----- SELECTED TEXT -----
With this problem fixed, I was finally able to start working on getting distcheck working and thus trying to get a working branch out of it. The result is quite good, as I was able to get a distcheck running already, and I’m now working on actually implementing Miguel’s idea to disable the “uncommon” audio/video decoders present in FFmpeg; his work on the current 1.1 series is basically half-implemented, and probably never to be fixed, as it would require to change all the so that they take into consideration the huge amount of conditionals currently present in FFmpeg; I think once it’s completed I’ll just ask Miguel to give up on having it working in 1.1 series, as it’s unlikely to ever work decently… well, it might even work, but refreshing FFmpeg would require a huge amount of work, and we are understaffed already.

And by working on this branch, and on this idea, I already discovered two bugs in FFmpeg that I’ve locally patched.. the patches are now waiting (as usual) in ffmpeg-devel to be applied.

Hopefully, this will also be integrated in 1.2 series, that should then start being interesting…

The first improvement in xine with Mercurial

So, after xine finally moved to Mercurial for xine-lib management, I’ve decided to start working on those things that required me to branch out, at least on some of them that is; the first one I was able to tackle down was ffmpeg_integration, that now works fine beside the dist target.

And then I moved working on the structures, applying pahole to all the structures in libxine, even those comprising the public ABI of the library, as I could just break the ABI when needed, rather than limiting to the local structures of the plugins. Some of these changes applied to structures that are not part of the public ABI, so I ended up merging them to the main repository already, and will be present in 1.1.5, even if they are mostly bytes-size changes, that nobody beside me should care about.
-----
YOUR TASK.
Write the next part of the text about xine development with Mercurial and FFmpeg, continuing on from its last sentence.
----- DATA LISTING -----
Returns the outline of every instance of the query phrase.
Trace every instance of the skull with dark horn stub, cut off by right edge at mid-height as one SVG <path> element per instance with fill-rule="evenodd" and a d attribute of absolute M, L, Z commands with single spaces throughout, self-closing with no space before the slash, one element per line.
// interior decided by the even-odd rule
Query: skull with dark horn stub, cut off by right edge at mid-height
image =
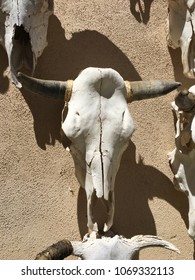
<path fill-rule="evenodd" d="M 188 233 L 195 240 L 195 87 L 180 92 L 172 103 L 177 116 L 176 148 L 168 154 L 176 189 L 189 201 Z"/>

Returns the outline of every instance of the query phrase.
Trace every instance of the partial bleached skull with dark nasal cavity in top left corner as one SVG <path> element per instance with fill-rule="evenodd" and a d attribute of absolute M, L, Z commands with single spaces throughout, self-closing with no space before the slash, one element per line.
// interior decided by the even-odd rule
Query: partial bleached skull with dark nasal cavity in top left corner
<path fill-rule="evenodd" d="M 22 68 L 33 73 L 47 46 L 53 0 L 0 0 L 0 44 L 8 56 L 11 81 L 21 87 L 16 74 Z"/>

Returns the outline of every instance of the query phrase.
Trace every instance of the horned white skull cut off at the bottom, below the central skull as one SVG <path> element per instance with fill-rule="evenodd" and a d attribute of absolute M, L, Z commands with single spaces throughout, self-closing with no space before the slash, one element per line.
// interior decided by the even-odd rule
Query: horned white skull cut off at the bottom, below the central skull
-----
EXPECTED ANSWER.
But then tonight I gone looking for the 32 buttons that are/were present as an inline array in one of the video overlay structures; I was going to change the inline array with a dynamic array or with an array of pointers, so that the memory was going to be used only when actually used..

It was a sour surprise to find out that the array was never used at all in the code, and it wasn’t used on frontends either, and by removing it, the size of the structure in which it was dropped from 86KB to 40 bytes.. and then the video_overlay_s structure dropped from over 4MB to about 3KB… finally with it removed, there was also a 10MB of memory usage cut down during xine-lib runtime playback, 13 of the memory usage when playing an mp3 file:

I’m sorry, this used to have images of massif graphs for xine before and after the change, but unfortunately they got lost.

For starters, this does seem quite good, don’t you think? :)

Conversion to Mercurial done

So, as of yesterday, thanks to Darren Salt and Reinhard Tartler, xine finally moved out of CVS dark age, and came into Mercurial’s territory.

As you can see on Debian’s Mercurial repositories page we have quite a few xine repositories: together with xine-lib, Darren also moved his gxine repositories so they are all together.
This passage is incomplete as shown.